- [Your assignment] Each record, word for word and stripped of pictures, is what the answer should contain.
+--
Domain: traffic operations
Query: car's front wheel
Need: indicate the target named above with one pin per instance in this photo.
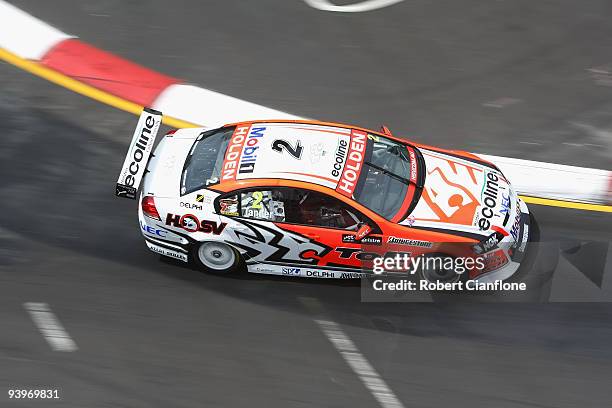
(217, 257)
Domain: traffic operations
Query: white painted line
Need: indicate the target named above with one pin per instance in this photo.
(25, 35)
(353, 357)
(30, 38)
(554, 181)
(368, 5)
(198, 105)
(50, 327)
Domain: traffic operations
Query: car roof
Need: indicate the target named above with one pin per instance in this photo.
(318, 153)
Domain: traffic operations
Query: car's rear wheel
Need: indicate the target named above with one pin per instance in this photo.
(217, 257)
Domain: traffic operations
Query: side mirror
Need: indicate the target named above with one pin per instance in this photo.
(363, 231)
(386, 130)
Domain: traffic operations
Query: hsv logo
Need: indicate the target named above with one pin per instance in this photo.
(354, 162)
(448, 191)
(191, 223)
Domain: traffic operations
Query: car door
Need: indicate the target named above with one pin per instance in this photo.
(299, 227)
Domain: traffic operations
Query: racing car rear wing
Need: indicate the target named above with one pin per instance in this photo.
(138, 154)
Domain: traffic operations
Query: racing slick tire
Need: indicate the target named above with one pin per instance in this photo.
(216, 257)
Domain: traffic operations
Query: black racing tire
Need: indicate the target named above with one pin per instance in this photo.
(216, 257)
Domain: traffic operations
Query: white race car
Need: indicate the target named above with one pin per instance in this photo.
(314, 199)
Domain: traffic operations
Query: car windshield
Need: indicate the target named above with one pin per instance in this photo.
(204, 162)
(385, 176)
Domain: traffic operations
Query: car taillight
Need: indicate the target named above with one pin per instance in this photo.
(148, 208)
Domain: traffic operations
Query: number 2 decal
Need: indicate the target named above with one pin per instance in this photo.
(279, 144)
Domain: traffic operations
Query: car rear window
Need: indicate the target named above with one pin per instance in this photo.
(205, 159)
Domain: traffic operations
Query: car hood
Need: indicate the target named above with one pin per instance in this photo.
(461, 194)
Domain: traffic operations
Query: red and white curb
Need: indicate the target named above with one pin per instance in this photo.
(33, 39)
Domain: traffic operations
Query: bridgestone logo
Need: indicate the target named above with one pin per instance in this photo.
(409, 242)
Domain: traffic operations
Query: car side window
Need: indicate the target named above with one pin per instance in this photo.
(291, 205)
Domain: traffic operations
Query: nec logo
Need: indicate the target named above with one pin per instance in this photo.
(153, 231)
(191, 223)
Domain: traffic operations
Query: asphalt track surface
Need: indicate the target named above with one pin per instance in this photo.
(151, 333)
+--
- [Finished task]
Domain: traffic operations
Query: car's front wheel
Need: indicate the target named above with one pin per instance in this photo.
(217, 257)
Domain: traffic operations
Query: white painted line
Need: indicate the target named above with one pin per instance in this photo.
(25, 35)
(353, 357)
(30, 38)
(554, 181)
(368, 5)
(198, 105)
(50, 327)
Domain: traffic operations
Query: car roof
Need: indicate the target named above with one pin per instance in this photo.
(318, 153)
Domain: traffic operations
Query: car's rear wheel
Need: indicate the target named above with one pin per instance in this photo.
(217, 257)
Domain: traffic operations
Query: side mirror
Need: indicate the target named above with one pin per instance in this photo.
(363, 231)
(386, 130)
Domain: traffic operations
Query: hsv logo
Need: indicate the target named above with one pin per instance in this photo.
(354, 162)
(448, 191)
(191, 223)
Domain: traffic operations
Query: car door
Need: indicate the target named above with one pin per instance in this photo.
(299, 227)
Domain: traffic operations
Query: racing car rear wing
Need: indicate the target named above with one pin per instance in this photo.
(138, 154)
Domain: traffic operations
Query: racing slick tire
Need: indicate the target named above with one pin per instance in this photo.
(216, 257)
Domain: traffic operations
Query: black racing tire
Need: indicate the target named above with one pin per instance in this photo.
(216, 257)
Domain: traffic operations
Query: white race car
Need: indicate the target named above with one pin per instance in this photo.
(314, 199)
Domain: traffic operations
Query: car windshield
Need: indicate the target named above with one pin per instance in this photo.
(204, 162)
(385, 176)
Domain: traffic operations
Query: car taillight
Need: indicate the target named above with one pin per instance in this photo.
(148, 208)
Domain: traffic operations
Query: number 2 decal
Need: indicate the target named above with one pin per instance in this photo.
(279, 144)
Domain: traffic operations
Query: car rear window
Need: indicate the target named above with one pin per instance in this photo.
(205, 159)
Domain: traffic operations
Query: car hood
Need: indicate the target named above with one pin per instance in this photo.
(461, 194)
Domain: traffic operations
Query: red and white curb
Need: indicate the target named above with one pin per instance in this photo.
(33, 39)
Domain: traffic operations
Query: bridgestone logo
Need: indicate the target named above with one pin per instance in this photo.
(409, 242)
Domain: traffic operations
Query: car side window
Need: indicate the target named above with one pin per instance in this photo.
(291, 205)
Domain: traffic operations
Query: nec logo
Need: indicate the target named above with one pin per instance in this photo.
(153, 231)
(191, 223)
Domain: traffic operations
Query: asphalt track surface
Need: indicate the target named above with one pin per instance in this photo.
(151, 333)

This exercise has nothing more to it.